ARTICLE.
— Start —
Dermaphoria
- First edition cover
- Author: Craig Clevenger
- Cover artist: Jacket design by Dorothy Carico Smith
- Language: English
- Genre: Novel
- Publisher: MacAdam/Cage
- Publication date: October 9, 2005
- Publication place: United States
- Media type: Print (Hardcover, Paperback)
- Pages: 214 pp (first edition, hardback)
- ISBN: 1-931561-75-3
- OCLC: 60972005
- Dewey Decimal: 813/.6 22
- LC Class: PS3603.L49 D47 2005
- Preceded by: The Contortionist's Handbook

= Dermaphoria =

2005 novel by Craig Clevenger

Dermaphoria (2005) is a novel written by American author Craig Clevenger.

==Plot summary==
Eric Ashworth awakens in jail, unable to remember how he got there or why. All he does remember is a woman's name: Desiree.

Bailed out and holed up in a low rent motel, Eric finds the solution to his amnesia in a strange new hallucinogen. By synthesizing the sense of touch, the drug produces a disjointed series of sensations that slowly allow Eric to remember his former life as a clandestine chemist. With steadily increasing doses, Eric reassembles his past at the expense of his grip on the present, and his distinction between truth and fantasy crumbles as his paranoia grows in tandem with his tolerance.
— End —
SUPPLIED INFORMATION.
— Start —
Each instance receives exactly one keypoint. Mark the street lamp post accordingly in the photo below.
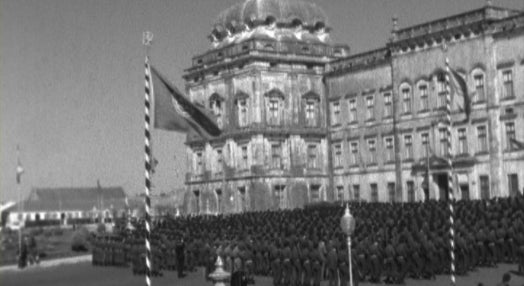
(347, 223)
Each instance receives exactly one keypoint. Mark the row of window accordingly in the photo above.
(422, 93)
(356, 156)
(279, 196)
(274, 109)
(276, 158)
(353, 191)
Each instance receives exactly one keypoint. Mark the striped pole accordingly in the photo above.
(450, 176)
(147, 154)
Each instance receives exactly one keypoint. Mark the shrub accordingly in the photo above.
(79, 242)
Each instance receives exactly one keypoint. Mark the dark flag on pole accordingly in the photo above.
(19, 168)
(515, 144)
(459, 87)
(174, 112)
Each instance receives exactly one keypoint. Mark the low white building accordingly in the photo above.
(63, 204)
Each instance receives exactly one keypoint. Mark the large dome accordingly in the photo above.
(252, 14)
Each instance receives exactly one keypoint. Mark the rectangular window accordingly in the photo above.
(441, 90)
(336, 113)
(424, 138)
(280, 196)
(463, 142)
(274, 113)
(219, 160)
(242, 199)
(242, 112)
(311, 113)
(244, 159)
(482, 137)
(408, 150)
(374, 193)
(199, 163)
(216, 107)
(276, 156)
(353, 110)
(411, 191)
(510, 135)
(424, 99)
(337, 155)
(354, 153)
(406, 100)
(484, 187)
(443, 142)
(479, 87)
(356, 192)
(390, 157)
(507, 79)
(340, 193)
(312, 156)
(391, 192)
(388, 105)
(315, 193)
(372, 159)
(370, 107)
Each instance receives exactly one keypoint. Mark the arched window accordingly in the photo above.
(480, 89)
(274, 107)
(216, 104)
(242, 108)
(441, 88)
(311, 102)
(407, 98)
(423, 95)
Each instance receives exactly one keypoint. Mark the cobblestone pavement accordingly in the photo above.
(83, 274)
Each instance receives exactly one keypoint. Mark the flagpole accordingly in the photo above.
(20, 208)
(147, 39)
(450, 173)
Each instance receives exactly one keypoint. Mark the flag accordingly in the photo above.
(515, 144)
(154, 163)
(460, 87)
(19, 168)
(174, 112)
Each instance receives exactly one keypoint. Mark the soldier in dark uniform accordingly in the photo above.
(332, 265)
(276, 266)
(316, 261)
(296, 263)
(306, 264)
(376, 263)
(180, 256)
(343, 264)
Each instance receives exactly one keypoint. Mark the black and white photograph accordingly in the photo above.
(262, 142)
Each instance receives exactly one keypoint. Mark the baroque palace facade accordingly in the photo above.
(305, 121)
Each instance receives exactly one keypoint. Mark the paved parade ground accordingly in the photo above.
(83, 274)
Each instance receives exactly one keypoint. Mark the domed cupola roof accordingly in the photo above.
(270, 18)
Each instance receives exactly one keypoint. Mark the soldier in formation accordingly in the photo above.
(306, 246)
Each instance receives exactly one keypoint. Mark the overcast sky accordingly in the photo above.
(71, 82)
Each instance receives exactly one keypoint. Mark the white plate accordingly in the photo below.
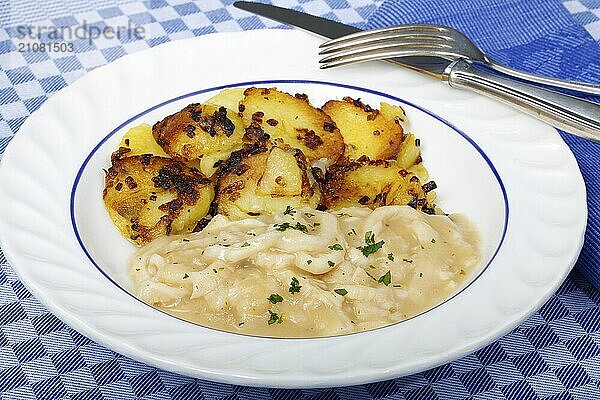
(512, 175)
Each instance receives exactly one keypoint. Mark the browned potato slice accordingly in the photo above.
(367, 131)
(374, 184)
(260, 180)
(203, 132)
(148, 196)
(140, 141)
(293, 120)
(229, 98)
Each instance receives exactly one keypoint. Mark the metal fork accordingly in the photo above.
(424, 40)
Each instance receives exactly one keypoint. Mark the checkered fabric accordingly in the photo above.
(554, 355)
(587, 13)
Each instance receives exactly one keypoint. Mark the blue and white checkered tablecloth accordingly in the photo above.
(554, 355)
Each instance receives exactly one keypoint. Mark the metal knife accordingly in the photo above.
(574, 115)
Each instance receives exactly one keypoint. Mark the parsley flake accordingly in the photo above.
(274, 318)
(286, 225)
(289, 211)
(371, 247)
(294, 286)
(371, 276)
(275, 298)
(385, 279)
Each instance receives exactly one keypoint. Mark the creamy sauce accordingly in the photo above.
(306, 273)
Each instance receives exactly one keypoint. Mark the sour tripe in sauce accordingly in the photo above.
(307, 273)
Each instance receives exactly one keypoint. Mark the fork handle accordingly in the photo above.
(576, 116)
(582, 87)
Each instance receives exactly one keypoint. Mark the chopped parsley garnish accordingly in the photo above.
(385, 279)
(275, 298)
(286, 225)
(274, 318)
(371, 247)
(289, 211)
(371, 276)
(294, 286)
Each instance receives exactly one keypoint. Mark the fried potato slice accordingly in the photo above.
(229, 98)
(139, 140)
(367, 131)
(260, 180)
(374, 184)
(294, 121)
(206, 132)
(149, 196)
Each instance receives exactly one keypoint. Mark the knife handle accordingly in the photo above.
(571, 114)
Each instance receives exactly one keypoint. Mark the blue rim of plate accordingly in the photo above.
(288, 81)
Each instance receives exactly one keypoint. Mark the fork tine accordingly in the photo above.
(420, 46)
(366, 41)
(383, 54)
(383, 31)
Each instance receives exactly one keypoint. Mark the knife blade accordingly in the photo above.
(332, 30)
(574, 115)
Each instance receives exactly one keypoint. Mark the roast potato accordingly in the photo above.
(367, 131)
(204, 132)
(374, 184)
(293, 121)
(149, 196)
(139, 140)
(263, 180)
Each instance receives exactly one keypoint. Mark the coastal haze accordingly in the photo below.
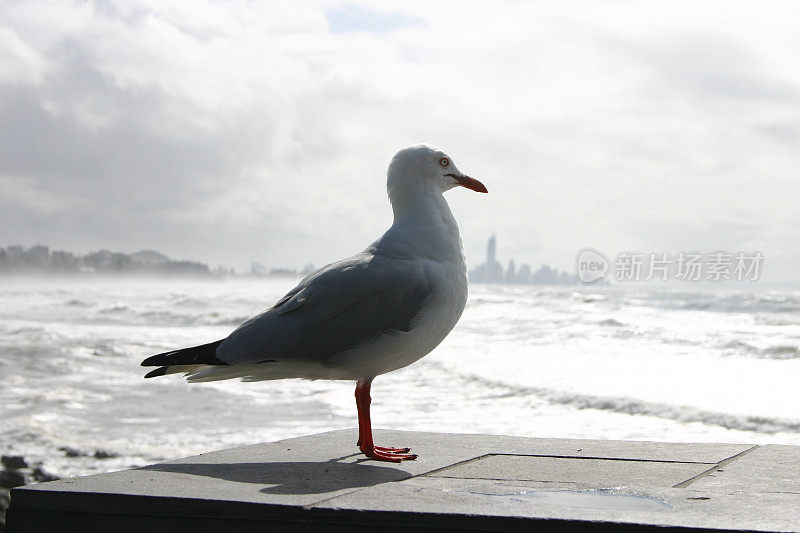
— End —
PROMPT 1.
Using the Dermaphoria article, decide whether each statement agrees with it, answering yes or no and quoting the words that settle it.
(a) MacAdam/Cage published the novel.
(b) When Eric wakes in jail, the one thing he remembers is a man's name.
(c) The new drug works by synthesizing the sense of touch.
PROMPT 2.
Answer these from the Dermaphoria article:
(a) How many pages does the first hardback edition have?
(b) Which book came before this novel?
(c) Where does Eric stay after he is bailed out?

EXERCISE RESPONSE 1.
(a) Yes: "Publisher: MacAdam/Cage"
(b) No: "All he does remember is a woman's name: Desiree."
(c) Yes: "By synthesizing the sense of touch"

EXERCISE RESPONSE 2.
(a) 214
(b) The Contortionist's Handbook
(c) A low rent motel